Brief: Copy out exactly every line from the line containing "Where can the stacked" until the records below end, inclusive of both boundary lines.

* begin Excerpted data *

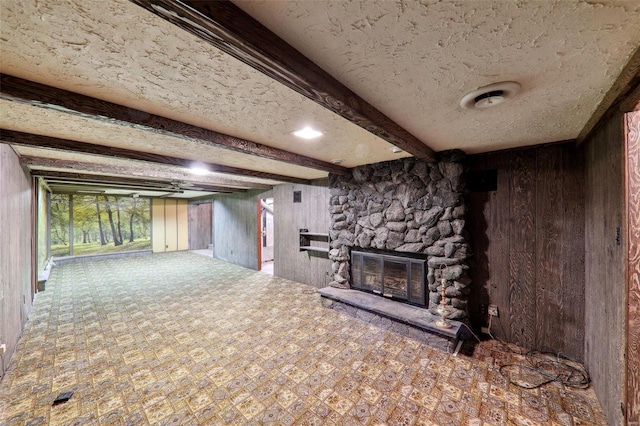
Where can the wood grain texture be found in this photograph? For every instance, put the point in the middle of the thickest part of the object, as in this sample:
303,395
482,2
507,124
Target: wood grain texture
572,240
626,83
522,236
200,223
15,251
632,197
107,181
519,237
549,249
476,224
604,267
228,28
499,254
38,141
235,228
311,213
28,92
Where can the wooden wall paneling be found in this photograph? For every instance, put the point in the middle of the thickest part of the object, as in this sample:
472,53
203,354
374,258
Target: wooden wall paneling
499,241
522,244
572,261
16,233
171,224
313,214
235,226
477,224
549,222
632,197
604,265
614,257
200,221
182,214
158,244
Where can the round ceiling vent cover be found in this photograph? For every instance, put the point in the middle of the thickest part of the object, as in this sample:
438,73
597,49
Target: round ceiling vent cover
491,95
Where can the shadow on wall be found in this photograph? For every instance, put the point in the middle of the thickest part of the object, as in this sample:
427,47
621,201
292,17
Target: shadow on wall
477,227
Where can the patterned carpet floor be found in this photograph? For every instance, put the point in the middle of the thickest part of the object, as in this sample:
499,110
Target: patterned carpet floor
183,339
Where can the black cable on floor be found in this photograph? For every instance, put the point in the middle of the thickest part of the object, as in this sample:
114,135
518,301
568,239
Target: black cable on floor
552,367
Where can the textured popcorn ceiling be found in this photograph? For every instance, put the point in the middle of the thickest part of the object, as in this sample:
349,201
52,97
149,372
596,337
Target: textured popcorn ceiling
117,51
413,60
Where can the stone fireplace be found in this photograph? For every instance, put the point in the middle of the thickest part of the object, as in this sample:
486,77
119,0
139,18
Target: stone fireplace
404,217
398,277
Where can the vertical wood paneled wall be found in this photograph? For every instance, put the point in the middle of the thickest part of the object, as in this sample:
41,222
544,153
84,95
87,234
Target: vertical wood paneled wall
528,243
235,227
311,213
200,222
16,277
604,268
632,197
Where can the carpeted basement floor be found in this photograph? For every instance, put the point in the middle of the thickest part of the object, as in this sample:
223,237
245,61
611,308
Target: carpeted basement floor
185,339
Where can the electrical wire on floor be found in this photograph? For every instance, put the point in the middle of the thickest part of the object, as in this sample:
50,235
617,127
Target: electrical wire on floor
551,367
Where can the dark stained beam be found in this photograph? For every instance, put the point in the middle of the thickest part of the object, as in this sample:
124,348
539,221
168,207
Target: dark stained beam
228,28
40,165
85,178
27,139
31,93
621,97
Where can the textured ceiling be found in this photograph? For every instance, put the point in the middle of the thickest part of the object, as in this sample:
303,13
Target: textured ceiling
412,60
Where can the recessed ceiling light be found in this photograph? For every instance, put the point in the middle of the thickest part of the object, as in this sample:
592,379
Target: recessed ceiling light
491,95
200,171
307,133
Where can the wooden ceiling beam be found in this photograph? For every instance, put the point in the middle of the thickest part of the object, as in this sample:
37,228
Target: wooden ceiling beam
31,93
621,97
86,178
228,28
37,141
100,172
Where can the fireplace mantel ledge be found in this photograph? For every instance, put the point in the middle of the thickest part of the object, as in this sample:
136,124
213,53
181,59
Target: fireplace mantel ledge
412,315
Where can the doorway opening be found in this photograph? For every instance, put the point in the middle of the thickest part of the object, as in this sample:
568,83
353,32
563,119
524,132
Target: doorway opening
266,237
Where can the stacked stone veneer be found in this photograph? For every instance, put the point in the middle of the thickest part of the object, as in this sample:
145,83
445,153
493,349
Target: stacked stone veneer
405,206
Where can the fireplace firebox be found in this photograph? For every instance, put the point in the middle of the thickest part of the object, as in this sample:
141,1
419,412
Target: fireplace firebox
392,276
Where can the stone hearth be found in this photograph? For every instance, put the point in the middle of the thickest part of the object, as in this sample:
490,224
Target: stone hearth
410,206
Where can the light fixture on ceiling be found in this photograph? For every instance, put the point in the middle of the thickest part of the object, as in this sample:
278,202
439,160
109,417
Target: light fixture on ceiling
491,95
198,170
307,133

* end Excerpted data *

Finished answer:
Where can the stacked stone veneer be found in this photograph? For every instance, put the point in the middle of the thickest part of the object, as in this sample:
145,83
445,153
493,349
Target: stacked stone veneer
405,206
Where can the fireplace firebox be found in this photograph? For every instance, put the point in the middle of the thickest part of the object, as in this sample:
141,1
419,412
Target: fireplace firebox
392,276
Where can the stone hearth be found in this photograph? For every instance, put the point in the middle of the thickest part of the object, as in this sample:
490,224
Target: stone hearth
410,206
Where can the light fixture on ceiling be found in this photograph? For every instance, put the point in the middle of the thickest part of the object, as in this sample:
278,202
439,160
109,417
Target: light fixture on ceiling
491,95
198,170
307,133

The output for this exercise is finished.